## [Set exercise]
Reproduce each of the lines below verbatim, in order, without changing a character.

## [Provided records]
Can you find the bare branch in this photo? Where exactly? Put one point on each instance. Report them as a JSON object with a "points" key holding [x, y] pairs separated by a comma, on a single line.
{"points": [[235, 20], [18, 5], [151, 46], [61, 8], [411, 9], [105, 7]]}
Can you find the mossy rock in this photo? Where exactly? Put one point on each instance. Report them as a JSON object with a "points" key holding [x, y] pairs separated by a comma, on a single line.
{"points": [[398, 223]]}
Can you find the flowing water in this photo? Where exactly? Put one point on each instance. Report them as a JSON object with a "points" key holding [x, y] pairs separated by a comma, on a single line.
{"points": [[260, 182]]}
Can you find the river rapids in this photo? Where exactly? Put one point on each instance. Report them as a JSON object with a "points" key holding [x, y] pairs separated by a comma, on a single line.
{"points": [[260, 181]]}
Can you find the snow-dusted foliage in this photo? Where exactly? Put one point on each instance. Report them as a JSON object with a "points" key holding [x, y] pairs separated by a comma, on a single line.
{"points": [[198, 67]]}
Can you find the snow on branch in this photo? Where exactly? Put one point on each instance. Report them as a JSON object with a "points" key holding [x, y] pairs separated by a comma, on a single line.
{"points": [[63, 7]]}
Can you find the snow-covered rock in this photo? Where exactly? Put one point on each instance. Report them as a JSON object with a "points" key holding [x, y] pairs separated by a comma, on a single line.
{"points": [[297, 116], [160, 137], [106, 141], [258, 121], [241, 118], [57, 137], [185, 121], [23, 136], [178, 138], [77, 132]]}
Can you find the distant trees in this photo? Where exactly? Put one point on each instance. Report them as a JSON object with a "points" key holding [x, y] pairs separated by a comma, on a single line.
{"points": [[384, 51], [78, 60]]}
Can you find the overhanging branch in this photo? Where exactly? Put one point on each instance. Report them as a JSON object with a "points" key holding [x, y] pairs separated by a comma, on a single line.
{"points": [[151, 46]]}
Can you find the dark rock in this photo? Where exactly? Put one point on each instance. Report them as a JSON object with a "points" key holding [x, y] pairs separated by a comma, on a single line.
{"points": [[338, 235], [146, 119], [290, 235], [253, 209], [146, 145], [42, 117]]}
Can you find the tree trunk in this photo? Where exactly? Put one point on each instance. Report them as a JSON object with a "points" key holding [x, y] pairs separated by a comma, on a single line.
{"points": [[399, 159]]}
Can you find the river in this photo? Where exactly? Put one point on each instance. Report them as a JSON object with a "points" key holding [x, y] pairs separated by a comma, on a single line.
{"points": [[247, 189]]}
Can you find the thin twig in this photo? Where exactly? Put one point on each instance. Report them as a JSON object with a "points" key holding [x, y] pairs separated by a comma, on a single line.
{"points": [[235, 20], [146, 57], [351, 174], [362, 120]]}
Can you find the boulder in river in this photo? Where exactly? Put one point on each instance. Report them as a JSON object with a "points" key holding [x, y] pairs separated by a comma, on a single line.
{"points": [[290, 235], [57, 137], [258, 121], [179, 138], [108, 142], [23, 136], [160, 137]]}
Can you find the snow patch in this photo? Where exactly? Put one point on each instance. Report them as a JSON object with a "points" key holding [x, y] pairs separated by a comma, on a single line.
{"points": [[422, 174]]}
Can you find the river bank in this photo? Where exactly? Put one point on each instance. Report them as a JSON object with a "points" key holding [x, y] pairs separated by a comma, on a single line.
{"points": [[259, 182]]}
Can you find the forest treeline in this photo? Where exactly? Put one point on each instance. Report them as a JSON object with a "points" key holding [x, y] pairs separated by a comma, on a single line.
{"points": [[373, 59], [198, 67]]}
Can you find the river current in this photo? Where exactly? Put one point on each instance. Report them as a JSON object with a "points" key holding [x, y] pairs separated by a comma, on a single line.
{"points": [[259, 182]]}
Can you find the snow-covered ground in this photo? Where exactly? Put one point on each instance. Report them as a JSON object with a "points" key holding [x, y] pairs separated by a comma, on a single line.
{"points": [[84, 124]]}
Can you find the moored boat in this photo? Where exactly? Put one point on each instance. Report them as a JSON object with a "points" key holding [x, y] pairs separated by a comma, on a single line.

## [Result of this exercise]
Can you find the bare branch in this photo? Where exactly? Put one point on each instance. Report them as a JSON object with a "points" key holding [x, y] pairs separated by a comma, on a single line.
{"points": [[235, 20], [18, 5], [151, 46], [61, 8], [411, 9], [105, 7]]}
Can you find the mossy rock in this photo? Where exactly? Put one point on each instance. Report them as a JSON object with a "points" key holding [x, y] pairs separated by a comma, on a single line.
{"points": [[398, 223]]}
Can you find the flowing water in this photo? Where exactly? Put one point on each instance. Report them as a JSON object with a "points" key holding [x, y] pairs separated by a comma, on a single line.
{"points": [[260, 182]]}
Can you find the river rapids in this photo? Where exactly? Put one point on each instance. Report them as a JSON object with a "points" key holding [x, y] pairs separated by a comma, on a single line.
{"points": [[260, 181]]}
Can you find the snow-dusted foliage in this photo? Where exactly? Put one point on each instance. Report them as a JSON object with a "points" key holding [x, y] pairs separated by a comma, on a single line.
{"points": [[198, 67]]}
Can you find the snow on branch in this photo? Where exactly? Put one point on each instance. Report them as a JSON object with a "points" key holding [x, y] pairs separated by a comma, on a single line.
{"points": [[63, 7]]}
Can you find the snow-covered rock in this photo? Where exactly? Put one point on each instance. Report them as a JSON object with a "points" key holding [x, y] pairs separated by a comma, on a single line.
{"points": [[297, 116], [160, 137], [106, 141], [258, 121], [241, 118], [57, 137], [185, 121], [23, 136], [178, 138], [77, 132]]}
Can you find the distant trees in this photo? Where exactly? Put one point on each instance. Report them as a JSON object with a "points" key holding [x, y] pairs separated by a comma, on a single line.
{"points": [[384, 51], [78, 60]]}
Can you find the overhanging branch in this photo? Where exactly? Put one point on each instance. Report them as a JSON object with a "points" key holding [x, y] pairs separated by a comma, on a single line.
{"points": [[151, 46]]}
Can you find the dark rock in this photo? Where exactly? Put one point on each instance. Report them as a JSON object with a "points" key holding [x, y] pairs separated by a comma, on a single line.
{"points": [[338, 235], [146, 119], [290, 235], [253, 209], [146, 145], [42, 117]]}
Can you find the tree trunk in this photo? Where exactly? Put one point on each instance. Report them as a JSON object with a "points" key holding [x, y] pairs separated by a comma, on a single line.
{"points": [[399, 159]]}
Can you find the river in this photo? Where exactly? Put one point on each instance. Report them as a JSON object with a "points" key holding [x, y] pairs separated by a comma, on a single line.
{"points": [[247, 189]]}
Can you find the thin twig in this photo? Where exactly? Put one point on each instance. Report them as a JSON object with a "points" key holding [x, y] pairs separated by a comma, on a single line.
{"points": [[235, 20], [146, 57], [351, 174], [362, 120]]}
Can you find the boulder in river in this photo? Where exactly? Put one point on each instance. Report them as a JSON object with a "points" key holding [x, y] pairs separated by a comma, on a single line.
{"points": [[290, 235], [57, 137], [258, 121], [179, 138], [108, 142], [23, 136], [160, 137]]}
Can you find the snow patch in this photo? Where exactly? Put one point on each instance. Report them as a JSON object with a "points" key holding [x, y] pairs separated by a comma, on a single line.
{"points": [[422, 174]]}
Can you find the river bank in this photo? Where exactly? Put one point on each instance. Report them as a JSON object with a "points" key holding [x, y] pairs separated by a comma, on a single line.
{"points": [[259, 182]]}
Can you find the forest treeline in this photo? Where exactly? Put one point on each instance. Report them as a JSON object with a "points" key holding [x, y] pairs separated by a comma, on a single line.
{"points": [[373, 59], [198, 67]]}
Can you find the river current in this photo? Where exactly? Put one point on each instance. Report them as a JSON object with a "points" key holding [x, y] pairs separated by a comma, on a single line.
{"points": [[259, 182]]}
Can you find the snow-covered ground in this photo? Where exactly? Put one point on each instance. Report them as a JSON object with a "points" key holding [x, y] pairs separated by a comma, on a single line.
{"points": [[84, 124]]}
Can you find the moored boat in this photo? Where exactly? Put one point on each instance. Report them as a JSON object with a "points" key holding [x, y] pairs separated by a comma, on a single line.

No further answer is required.